STATED PROBLEM 1
List every function called in the v_specsub documentation below whose name begins with "v_", excluding v_specsub itself.

V_SPECSUB - Speech enhancement using spectral subtraction.

v_specsub

v_specsub(si, fs, pp=None) -> ndarray

Perform speech enhancement using spectral subtraction.

Parameters:

Name Type Description Default
si array_like

Input speech signal.

required
fs float

Sample frequency in Hz.

required
pp dict

Algorithm parameters.

None

Returns:

Name Type Description
ss ndarray

Enhanced speech output.

Source code in pyvoicebox/v_specsub.py
def v_specsub(si, fs, pp=None) -> np.ndarray:
    """Perform speech enhancement using spectral subtraction.

    Parameters
    ----------
    si : array_like
        Input speech signal.
    fs : float
        Sample frequency in Hz.
    pp : dict, optional
        Algorithm parameters.

    Returns
    -------
    ss : ndarray
        Enhanced speech output.
    """
    s = np.asarray(si, dtype=float).ravel()

    # Default parameters
    qq = {
        'of': 2, 'ti': 16e-3, 'ri': 0, 'g': 1, 'e': 1,
        'am': 3, 'b': 0.01, 'al': -5, 'ah': 20,
        'bt': -1, 'ne': 0, 'mx': 0, 'gh': 1, 'tf': 'g', 'rf': 0,
    }
    qp = {}
    if pp is not None:
        for key in qq:
            if key in pp:
                qq[key] = pp[key]
        qp = pp

    # Derived constants
    if qq['ri']:
        ni = int(2 ** np.ceil(np.log2(qq['ti'] * fs * np.sqrt(0.5))))
    else:
        ni = round(qq['ti'] * fs)
    tinc = ni / fs
    ne = qq['ne']

    # Calculate power spectrum
    no = round(qq['of'])
    nf = ni * no
    w = np.sqrt(np.hamming(nf + 1)[:nf])
    w = w / np.sqrt(np.sum(w[::ni] ** 2))

    y, tt, *_ = v_enframe(s, w, ni, 'r')
    tt = tt / fs
    yf = v_rfft(y, nf, 1)  # axis=1 for row-wise FFT
    yp = np.real(yf * np.conj(yf))
    nr, nf2 = yp.shape

    ff = np.arange(nf2) * fs / nf

    if ne > 0:
        dp, ze = v_estnoiseg(yp, tinc, qp)
    else:
        dp, ze, _ = v_estnoisem(yp, tinc, qp)

    ssv = np.zeros(ni * (no - 1))

    if nr == 0:
        return np.array([])

    mz = yp == 0
    if qq['al'] < np.inf:
        ypf = np.sum(yp, axis=1)
        dpf = np.sum(dp, axis=1)

DATASET RECORDS
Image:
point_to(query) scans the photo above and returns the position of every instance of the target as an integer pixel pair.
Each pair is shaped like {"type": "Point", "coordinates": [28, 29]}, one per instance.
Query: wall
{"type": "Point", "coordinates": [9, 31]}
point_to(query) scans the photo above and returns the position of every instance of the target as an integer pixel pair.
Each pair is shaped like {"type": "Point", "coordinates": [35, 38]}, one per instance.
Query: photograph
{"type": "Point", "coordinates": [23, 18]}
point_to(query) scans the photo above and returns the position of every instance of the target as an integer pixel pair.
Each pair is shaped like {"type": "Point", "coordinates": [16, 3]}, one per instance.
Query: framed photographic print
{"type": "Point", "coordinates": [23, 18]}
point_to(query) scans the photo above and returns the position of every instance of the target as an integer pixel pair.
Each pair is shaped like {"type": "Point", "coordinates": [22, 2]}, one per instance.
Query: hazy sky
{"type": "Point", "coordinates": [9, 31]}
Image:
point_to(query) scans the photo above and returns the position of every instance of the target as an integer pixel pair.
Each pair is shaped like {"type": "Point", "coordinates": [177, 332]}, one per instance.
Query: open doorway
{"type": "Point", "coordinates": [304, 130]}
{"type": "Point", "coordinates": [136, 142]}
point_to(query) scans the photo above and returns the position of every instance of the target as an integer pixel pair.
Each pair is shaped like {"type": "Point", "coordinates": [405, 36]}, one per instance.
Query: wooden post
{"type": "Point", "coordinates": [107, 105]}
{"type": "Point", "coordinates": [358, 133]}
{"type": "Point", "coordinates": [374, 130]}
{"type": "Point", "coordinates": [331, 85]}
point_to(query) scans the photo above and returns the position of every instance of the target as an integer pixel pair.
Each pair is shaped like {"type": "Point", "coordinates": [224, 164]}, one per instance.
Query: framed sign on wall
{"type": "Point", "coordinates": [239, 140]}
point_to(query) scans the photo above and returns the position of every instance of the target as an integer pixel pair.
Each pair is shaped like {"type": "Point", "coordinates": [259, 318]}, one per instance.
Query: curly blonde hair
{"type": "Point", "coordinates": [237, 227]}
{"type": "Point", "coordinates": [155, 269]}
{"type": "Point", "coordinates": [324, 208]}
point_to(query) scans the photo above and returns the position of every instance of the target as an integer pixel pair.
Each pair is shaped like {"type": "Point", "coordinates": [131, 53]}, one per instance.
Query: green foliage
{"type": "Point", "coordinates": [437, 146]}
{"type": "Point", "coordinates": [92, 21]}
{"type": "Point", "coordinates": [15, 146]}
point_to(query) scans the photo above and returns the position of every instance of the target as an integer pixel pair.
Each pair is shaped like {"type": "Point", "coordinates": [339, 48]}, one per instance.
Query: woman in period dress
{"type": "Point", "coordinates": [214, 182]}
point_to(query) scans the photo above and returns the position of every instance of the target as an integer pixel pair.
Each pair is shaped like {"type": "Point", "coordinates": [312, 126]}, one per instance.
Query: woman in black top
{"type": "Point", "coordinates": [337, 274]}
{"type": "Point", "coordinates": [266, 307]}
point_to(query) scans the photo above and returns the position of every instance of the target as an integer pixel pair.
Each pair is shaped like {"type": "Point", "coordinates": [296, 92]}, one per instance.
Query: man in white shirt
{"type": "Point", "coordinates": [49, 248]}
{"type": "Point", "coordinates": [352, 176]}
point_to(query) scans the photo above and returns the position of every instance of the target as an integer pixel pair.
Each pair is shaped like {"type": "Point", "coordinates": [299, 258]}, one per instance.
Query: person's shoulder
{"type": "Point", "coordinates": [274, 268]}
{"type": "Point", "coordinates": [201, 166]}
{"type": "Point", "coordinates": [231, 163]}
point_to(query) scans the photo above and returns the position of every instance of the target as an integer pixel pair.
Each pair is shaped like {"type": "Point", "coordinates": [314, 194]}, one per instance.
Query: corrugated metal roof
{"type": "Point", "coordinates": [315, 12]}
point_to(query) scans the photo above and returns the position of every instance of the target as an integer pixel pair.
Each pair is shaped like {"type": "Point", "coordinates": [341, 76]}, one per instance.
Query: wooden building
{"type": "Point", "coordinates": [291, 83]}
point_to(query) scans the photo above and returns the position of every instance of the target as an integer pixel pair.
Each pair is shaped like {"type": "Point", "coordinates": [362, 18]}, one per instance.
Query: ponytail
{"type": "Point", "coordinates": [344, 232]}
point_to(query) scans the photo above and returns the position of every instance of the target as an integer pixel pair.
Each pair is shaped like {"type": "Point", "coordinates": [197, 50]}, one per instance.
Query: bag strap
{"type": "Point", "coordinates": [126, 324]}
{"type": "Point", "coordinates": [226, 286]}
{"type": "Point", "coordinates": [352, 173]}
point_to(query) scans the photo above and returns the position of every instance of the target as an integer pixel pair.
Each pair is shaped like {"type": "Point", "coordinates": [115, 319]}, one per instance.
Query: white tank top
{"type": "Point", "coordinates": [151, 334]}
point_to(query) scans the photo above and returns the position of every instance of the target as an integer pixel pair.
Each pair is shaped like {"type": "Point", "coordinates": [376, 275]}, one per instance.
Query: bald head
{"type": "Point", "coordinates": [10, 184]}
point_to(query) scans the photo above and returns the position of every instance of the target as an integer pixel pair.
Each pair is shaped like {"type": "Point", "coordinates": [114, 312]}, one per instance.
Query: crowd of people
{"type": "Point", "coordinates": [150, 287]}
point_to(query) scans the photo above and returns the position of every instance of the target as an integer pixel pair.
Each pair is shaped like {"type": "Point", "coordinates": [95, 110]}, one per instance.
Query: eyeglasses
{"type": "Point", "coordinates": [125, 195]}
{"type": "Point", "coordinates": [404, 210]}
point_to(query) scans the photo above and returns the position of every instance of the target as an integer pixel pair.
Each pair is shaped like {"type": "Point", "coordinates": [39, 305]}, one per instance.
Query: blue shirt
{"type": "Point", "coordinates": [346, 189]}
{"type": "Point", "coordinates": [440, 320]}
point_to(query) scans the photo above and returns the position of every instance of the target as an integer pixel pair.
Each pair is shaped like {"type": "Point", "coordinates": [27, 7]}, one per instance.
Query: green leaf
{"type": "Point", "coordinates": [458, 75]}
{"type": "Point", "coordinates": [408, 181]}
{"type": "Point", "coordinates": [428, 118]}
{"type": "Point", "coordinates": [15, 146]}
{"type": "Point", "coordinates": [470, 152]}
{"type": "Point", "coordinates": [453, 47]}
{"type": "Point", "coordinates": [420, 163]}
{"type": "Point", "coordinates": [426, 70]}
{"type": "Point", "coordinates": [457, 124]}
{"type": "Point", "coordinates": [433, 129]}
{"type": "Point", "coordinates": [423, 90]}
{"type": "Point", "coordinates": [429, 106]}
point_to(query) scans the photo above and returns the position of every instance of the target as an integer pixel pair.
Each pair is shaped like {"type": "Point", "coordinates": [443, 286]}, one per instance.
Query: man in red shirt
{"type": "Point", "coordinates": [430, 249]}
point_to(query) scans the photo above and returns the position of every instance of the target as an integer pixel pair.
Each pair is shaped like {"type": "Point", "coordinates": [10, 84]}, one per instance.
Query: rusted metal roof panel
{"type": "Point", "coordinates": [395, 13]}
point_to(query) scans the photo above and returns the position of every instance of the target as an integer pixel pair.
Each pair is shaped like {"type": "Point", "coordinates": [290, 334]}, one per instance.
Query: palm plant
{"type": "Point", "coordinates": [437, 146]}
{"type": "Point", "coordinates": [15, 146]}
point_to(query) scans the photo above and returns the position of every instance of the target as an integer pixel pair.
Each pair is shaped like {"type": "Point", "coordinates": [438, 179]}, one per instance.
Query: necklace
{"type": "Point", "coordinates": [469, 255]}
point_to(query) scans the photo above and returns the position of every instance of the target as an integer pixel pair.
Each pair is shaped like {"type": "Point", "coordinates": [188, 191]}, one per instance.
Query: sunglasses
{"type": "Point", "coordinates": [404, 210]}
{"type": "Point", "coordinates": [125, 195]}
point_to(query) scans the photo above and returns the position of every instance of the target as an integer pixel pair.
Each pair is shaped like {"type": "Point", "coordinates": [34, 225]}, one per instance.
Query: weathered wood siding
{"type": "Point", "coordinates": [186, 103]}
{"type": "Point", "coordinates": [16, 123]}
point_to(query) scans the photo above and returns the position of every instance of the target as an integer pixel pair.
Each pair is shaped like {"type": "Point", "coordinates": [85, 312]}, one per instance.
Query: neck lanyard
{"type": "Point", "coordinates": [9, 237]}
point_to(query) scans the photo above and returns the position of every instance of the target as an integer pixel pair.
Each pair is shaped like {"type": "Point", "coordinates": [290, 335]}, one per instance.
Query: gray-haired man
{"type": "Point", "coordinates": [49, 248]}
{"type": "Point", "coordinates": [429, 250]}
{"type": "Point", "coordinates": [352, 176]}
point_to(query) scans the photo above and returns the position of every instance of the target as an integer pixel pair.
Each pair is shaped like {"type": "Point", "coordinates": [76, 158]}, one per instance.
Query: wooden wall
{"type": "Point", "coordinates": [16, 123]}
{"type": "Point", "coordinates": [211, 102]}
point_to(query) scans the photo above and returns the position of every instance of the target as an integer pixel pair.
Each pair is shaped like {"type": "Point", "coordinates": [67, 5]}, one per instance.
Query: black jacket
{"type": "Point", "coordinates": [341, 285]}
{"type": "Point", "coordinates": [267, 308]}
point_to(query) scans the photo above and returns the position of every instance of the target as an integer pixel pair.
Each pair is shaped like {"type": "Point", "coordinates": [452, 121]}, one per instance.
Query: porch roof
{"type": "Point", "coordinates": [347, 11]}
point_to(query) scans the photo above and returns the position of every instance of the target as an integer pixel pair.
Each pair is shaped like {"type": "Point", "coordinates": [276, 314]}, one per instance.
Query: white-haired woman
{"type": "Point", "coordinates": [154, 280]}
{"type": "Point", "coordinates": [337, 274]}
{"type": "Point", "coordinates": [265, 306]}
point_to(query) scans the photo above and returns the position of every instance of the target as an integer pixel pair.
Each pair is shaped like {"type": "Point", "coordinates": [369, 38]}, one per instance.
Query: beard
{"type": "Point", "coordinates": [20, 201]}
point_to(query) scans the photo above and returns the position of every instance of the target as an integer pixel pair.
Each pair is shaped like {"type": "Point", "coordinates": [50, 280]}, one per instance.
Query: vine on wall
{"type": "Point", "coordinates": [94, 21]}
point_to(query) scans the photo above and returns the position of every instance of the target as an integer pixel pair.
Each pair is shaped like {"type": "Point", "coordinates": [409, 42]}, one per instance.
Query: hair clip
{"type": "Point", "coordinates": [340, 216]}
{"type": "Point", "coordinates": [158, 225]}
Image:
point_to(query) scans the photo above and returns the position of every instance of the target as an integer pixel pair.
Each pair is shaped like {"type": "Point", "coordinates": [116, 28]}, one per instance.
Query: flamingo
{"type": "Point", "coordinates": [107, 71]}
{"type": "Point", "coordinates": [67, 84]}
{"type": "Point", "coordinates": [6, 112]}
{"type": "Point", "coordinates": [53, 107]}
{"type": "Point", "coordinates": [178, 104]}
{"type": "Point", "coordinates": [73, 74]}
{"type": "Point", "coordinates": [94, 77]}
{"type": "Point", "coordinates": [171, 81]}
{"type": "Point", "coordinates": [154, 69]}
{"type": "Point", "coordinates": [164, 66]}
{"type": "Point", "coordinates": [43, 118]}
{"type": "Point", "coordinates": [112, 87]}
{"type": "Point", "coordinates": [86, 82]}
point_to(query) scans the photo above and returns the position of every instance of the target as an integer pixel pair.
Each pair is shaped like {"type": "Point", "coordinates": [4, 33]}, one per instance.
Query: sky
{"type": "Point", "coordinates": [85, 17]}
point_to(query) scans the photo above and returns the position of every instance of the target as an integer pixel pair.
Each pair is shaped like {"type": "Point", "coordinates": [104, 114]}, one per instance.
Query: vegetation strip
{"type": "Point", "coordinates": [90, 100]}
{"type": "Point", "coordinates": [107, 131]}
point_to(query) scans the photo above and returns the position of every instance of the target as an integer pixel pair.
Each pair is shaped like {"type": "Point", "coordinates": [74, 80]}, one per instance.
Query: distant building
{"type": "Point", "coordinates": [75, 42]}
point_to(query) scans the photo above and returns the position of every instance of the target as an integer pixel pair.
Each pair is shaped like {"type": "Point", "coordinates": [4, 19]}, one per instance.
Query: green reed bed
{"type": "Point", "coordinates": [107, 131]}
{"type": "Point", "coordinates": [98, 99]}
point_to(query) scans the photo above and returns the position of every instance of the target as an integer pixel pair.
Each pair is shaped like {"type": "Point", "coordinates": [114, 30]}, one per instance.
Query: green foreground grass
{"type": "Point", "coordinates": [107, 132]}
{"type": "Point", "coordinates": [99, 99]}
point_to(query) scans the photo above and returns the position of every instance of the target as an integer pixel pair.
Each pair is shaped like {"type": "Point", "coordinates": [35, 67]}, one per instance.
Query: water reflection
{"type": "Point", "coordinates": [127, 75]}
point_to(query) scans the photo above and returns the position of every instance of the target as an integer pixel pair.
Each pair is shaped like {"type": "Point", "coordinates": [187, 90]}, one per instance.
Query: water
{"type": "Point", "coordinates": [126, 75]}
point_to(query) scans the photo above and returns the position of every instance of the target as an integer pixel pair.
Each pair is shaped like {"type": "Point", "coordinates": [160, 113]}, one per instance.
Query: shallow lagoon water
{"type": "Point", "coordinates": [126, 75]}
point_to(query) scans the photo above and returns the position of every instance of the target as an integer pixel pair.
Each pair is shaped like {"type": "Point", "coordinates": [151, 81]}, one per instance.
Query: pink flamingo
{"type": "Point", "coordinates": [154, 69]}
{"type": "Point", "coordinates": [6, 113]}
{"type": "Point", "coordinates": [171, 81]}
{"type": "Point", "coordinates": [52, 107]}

STATED PROBLEM 2
Count the lines of the records above that contain the string "green", treating uppercase and lowercase as different, and give only that number.

FINAL RESULT 1
v_enframe, v_rfft, v_estnoiseg, v_estnoisem

FINAL RESULT 2
4